begin SELECTION
The event was 128 years in the making when leaders of all 39 Native Nations of Oklahoma were invited to the University of Oklahoma to honor the nations’ sovereign status and to recognize the relationship the university shares with each.

Surrounded by the 39 flags, President James L. Gallogly greeted tribal leaders and OU administrators at the autumn event in the Fred Jones Jr. Museum of Art and spoke of the importance of being “a good neighbor.”

OU President Jim Gallogly with representatives from many of Oklahoma's 39 sovereign nations.

 “Today, we’re taking the opportunity to say hello to nations that have been our neighbors for so many years,” the OU president said. “This is a historic event. Our goal today is incredibly simple:  Turn a page, get a fresh start, be a good neighbor, break bread with some old friends and some new friends, and be welcoming.”

Following an opening prayer in Cherokee and a flag song, Professor and Chair of OU’s Native American Studies Department Amanda Cobb-Greetham welcomed the visitors and said the first-of-its-kind invitation stemmed from the university’s efforts “to deepen and grow our relationship with Oklahoma’s Native sovereigns. Due to the hard work of many, many people across campus for a long time, we’re starting to feel the synergy.”
end SELECTION
[SET OF TASKS]
- A) In the passage about the OU gathering, what language was the opening prayer given in?
- B) Rewrite the passage about the OU gathering from "Surrounded by the" to "39 sovereign nations.", swapping "autumn" for "spring".
begin DATASET EXCERPTS
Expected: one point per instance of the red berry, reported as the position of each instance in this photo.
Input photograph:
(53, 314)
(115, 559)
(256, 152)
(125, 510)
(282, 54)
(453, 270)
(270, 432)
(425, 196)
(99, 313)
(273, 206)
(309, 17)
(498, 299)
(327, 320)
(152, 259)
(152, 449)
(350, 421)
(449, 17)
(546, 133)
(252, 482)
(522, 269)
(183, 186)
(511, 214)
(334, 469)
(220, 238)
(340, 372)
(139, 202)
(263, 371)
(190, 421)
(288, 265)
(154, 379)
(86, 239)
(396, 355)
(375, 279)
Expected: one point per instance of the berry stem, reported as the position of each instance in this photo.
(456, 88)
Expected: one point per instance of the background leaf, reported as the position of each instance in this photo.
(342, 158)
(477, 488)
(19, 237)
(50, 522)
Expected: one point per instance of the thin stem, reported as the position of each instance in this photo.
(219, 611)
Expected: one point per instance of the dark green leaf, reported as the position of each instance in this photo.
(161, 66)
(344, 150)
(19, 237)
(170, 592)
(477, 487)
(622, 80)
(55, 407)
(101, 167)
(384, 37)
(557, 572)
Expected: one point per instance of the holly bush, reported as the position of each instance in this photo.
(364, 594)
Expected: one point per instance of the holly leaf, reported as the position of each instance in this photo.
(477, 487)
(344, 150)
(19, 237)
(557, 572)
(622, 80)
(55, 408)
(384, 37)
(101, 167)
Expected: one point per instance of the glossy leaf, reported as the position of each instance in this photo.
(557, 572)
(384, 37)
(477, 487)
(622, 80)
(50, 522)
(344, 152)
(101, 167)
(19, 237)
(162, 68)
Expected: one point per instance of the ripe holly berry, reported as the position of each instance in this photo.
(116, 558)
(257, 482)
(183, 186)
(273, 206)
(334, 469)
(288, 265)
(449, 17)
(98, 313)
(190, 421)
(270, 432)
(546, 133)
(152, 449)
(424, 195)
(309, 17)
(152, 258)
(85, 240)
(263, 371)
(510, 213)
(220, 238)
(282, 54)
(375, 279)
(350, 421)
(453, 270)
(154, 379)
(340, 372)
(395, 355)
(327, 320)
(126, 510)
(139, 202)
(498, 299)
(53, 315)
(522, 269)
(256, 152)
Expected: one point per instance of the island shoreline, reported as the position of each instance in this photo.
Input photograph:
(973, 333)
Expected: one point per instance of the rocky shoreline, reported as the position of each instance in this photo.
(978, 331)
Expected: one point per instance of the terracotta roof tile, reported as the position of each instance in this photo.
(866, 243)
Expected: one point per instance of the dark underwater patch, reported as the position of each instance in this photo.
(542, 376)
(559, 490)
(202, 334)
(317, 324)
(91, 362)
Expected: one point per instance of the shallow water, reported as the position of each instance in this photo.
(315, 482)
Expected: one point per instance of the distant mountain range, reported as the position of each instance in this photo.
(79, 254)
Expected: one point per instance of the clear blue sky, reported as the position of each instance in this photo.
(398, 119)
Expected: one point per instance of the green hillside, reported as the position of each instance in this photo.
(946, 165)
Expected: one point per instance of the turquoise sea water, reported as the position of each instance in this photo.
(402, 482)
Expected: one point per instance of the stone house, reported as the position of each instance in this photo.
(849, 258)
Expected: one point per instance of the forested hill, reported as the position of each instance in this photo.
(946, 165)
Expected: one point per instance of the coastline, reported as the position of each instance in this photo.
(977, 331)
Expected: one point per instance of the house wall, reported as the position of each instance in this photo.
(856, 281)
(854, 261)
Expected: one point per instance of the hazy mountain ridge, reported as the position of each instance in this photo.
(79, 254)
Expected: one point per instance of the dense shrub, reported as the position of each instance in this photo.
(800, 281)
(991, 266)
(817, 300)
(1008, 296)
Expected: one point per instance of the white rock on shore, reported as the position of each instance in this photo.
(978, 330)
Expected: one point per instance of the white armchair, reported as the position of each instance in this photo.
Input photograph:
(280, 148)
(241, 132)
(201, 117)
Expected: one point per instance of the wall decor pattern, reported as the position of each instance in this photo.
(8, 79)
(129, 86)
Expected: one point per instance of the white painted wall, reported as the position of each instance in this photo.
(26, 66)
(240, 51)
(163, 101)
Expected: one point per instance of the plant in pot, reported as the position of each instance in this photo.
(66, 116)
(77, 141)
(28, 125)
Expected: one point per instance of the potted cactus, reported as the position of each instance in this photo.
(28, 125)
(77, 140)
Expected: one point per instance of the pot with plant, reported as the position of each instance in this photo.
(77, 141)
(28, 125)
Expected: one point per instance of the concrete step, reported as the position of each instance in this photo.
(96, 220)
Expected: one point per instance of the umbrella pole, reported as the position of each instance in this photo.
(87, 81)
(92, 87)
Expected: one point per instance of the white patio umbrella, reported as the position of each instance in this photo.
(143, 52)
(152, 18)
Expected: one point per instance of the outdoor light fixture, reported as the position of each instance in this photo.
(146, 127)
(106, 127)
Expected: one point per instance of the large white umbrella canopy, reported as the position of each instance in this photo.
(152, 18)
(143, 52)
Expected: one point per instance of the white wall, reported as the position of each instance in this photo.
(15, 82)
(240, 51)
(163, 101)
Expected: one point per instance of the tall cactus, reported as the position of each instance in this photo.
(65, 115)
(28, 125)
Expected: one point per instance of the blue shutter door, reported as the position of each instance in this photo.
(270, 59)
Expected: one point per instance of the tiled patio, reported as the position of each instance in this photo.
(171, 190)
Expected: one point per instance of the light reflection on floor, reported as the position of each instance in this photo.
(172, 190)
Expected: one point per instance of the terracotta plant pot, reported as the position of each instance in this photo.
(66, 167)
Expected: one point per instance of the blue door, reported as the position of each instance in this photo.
end DATASET EXCERPTS
[THE ANSWERS]
- A) Cherokee

- B)
Surrounded by the 39 flags, President James L. Gallogly greeted tribal leaders and OU administrators at the spring event in the Fred Jones Jr. Museum of Art and spoke of the importance of being “a good neighbor.”

OU President Jim Gallogly with representatives from many of Oklahoma's 39 sovereign nations.